SET TASK A. Can you copy out the whole forum exchange on redshifts and the CMB word for word?

PASSAGE GIVEN.
If that hypothesis were to explain the redshifts, but not explain the ultimate birth and fate of the entire universe along with calculations for how much of each element should be in the universe, that interpretation of the redshifts is automatically a failure, correct?
 
In a roundabout way.

Let's say light reaches us with a redshift z=1.

It will have half the energy that it did when it left.

My thinking is, if we apply the conservation of energy, then the energy lost through redshifting has to be somewhere.

And that energy will presumably try to reach an equilibrium with its surroundings.

And that's the CMB.

Complete gibberish. What distance are your galaxies at? Why is all of their light reaching us at a specific wavelength in microwave? Has that light, presumably from different distances, somehow managed to get tired lighted into the one wavelength? How did that happen? Why is it showing a temperature that is constant to 1 part in 100 000? The most perfect blackbody known to us. Galaxies will not show such a blackbody spectrum. Not even close. How many do you need to cover the whole sky in this one wavelength, one temperature radiation?

Sorry, it's a dumb argument, long since debunked. Here, try this from an actual astrophysicist;

Can the CMBR be redshifted starlight? NO!
http://www.astro.ucla.edu/~wright/stars_vs_cmb.html

Mind you, you shouldn't need a PhD in astrophysics to figure out why it is a dumb argument.
 
Let's say you were presented with an alternative interpretation of the redshifts.

SET TASK B. Can you scale the records starting at the line containing "white hat with brim | outline every instance" and ending at the line containing "M 106 3 L 102", both lines included? Reproduce only those lines, requests and all, with every path coordinate in the answers multiplied by 1.2 and rounded to a whole number, halves rounded up.

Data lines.
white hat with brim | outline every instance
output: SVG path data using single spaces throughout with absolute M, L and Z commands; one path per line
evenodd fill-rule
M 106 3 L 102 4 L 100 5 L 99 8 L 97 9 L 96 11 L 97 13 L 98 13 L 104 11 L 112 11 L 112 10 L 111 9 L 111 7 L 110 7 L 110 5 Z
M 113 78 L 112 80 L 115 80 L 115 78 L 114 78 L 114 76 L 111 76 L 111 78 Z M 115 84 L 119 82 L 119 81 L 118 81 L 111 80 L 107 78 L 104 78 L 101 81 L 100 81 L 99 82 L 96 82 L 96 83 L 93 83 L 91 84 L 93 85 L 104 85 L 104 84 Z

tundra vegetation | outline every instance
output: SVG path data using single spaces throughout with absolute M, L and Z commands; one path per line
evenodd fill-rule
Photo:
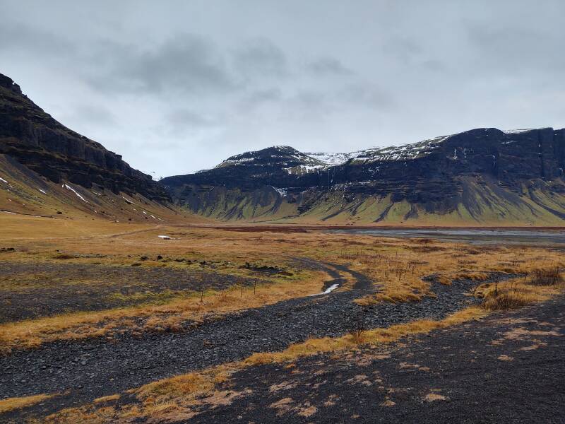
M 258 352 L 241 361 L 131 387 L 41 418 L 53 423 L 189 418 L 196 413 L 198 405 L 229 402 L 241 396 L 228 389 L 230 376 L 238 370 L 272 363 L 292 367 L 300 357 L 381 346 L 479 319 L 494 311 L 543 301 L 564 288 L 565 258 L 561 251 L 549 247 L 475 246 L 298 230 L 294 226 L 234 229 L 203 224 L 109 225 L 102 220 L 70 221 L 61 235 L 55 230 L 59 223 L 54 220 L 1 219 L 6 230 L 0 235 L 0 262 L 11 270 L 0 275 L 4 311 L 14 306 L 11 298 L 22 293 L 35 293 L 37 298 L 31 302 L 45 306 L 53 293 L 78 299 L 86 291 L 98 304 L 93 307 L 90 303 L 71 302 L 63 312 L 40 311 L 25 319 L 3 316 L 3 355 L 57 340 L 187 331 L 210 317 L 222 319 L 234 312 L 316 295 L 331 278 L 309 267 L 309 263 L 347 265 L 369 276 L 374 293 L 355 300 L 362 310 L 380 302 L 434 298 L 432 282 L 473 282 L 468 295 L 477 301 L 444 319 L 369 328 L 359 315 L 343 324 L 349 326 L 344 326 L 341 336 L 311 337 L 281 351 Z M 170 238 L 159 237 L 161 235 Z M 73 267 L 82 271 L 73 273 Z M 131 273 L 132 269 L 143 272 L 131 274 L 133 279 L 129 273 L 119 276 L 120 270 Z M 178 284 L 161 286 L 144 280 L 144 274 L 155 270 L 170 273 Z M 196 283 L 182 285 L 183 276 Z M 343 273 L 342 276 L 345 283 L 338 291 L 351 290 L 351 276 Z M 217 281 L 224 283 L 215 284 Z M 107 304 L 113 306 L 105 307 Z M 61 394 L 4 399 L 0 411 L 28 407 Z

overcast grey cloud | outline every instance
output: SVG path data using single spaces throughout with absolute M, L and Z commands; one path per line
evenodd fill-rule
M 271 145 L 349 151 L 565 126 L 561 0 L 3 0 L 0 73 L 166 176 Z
==
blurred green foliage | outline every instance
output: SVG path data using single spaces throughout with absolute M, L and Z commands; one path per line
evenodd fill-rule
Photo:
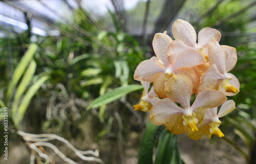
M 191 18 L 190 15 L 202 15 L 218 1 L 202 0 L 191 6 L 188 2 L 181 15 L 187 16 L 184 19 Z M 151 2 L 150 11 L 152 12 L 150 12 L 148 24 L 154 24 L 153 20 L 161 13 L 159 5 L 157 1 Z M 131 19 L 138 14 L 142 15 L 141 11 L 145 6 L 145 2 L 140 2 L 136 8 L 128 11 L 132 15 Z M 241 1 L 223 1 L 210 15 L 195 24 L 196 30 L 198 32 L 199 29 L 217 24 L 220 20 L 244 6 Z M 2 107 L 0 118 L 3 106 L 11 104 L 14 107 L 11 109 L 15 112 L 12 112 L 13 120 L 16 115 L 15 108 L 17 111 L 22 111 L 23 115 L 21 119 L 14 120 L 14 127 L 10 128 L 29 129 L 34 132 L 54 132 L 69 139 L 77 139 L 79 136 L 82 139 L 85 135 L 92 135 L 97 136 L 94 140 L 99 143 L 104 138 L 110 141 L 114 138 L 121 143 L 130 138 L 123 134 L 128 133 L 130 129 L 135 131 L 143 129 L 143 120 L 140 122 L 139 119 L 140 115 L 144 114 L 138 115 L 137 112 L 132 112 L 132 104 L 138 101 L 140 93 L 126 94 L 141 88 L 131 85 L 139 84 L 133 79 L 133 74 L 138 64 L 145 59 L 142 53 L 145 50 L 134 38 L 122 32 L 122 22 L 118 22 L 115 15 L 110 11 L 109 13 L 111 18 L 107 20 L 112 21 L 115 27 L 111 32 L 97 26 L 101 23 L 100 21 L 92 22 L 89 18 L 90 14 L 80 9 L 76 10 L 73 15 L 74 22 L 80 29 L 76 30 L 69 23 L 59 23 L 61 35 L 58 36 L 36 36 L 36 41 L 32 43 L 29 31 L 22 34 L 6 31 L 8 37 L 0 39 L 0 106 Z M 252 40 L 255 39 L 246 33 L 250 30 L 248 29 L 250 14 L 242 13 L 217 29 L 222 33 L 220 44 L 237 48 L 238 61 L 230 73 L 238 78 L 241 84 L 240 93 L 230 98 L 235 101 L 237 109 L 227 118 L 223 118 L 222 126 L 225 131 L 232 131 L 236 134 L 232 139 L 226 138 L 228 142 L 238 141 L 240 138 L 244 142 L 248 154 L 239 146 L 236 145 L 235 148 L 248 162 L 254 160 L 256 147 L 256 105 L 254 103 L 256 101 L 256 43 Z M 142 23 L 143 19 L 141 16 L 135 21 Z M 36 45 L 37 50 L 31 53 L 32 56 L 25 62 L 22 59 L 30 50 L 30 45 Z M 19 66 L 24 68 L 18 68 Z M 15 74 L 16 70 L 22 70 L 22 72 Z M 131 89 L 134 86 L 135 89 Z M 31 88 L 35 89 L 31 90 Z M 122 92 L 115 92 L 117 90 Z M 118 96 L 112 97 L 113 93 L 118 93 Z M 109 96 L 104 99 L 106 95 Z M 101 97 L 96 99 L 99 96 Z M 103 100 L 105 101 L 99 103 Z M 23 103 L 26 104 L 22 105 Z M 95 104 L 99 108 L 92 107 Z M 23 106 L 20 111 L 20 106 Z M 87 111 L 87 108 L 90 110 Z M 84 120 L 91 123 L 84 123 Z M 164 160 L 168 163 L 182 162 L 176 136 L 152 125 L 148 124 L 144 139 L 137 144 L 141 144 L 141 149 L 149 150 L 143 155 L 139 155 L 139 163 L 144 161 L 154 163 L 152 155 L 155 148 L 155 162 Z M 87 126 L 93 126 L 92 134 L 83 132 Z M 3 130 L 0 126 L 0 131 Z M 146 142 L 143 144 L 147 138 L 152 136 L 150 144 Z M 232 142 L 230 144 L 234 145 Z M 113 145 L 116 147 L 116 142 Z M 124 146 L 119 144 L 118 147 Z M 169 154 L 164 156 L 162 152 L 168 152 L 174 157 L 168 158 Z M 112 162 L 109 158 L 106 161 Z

WRITTEN RESPONSE A.
If that hypothesis were to explain the redshifts, but not explain the ultimate birth and fate of the entire universe along with calculations for how much of each element should be in the universe, that interpretation of the redshifts is automatically a failure, correct?
 
In a roundabout way.

Let's say light reaches us with a redshift z=1.

It will have half the energy that it did when it left.

My thinking is, if we apply the conservation of energy, then the energy lost through redshifting has to be somewhere.

And that energy will presumably try to reach an equilibrium with its surroundings.

And that's the CMB.

Complete gibberish. What distance are your galaxies at? Why is all of their light reaching us at a specific wavelength in microwave? Has that light, presumably from different distances, somehow managed to get tired lighted into the one wavelength? How did that happen? Why is it showing a temperature that is constant to 1 part in 100 000? The most perfect blackbody known to us. Galaxies will not show such a blackbody spectrum. Not even close. How many do you need to cover the whole sky in this one wavelength, one temperature radiation?

Sorry, it's a dumb argument, long since debunked. Here, try this from an actual astrophysicist;

Can the CMBR be redshifted starlight? NO!
http://www.astro.ucla.edu/~wright/stars_vs_cmb.html

Mind you, you shouldn't need a PhD in astrophysics to figure out why it is a dumb argument.
 
Let's say you were presented with an alternative interpretation of the redshifts.

WRITTEN RESPONSE B.
white hat with brim | outline every instance
output: SVG path data using single spaces throughout with absolute M, L and Z commands; one path per line
evenodd fill-rule
M 127 4 L 122 5 L 120 6 L 119 10 L 116 11 L 115 13 L 116 16 L 118 16 L 125 13 L 134 13 L 134 12 L 133 11 L 133 8 L 132 8 L 132 6 Z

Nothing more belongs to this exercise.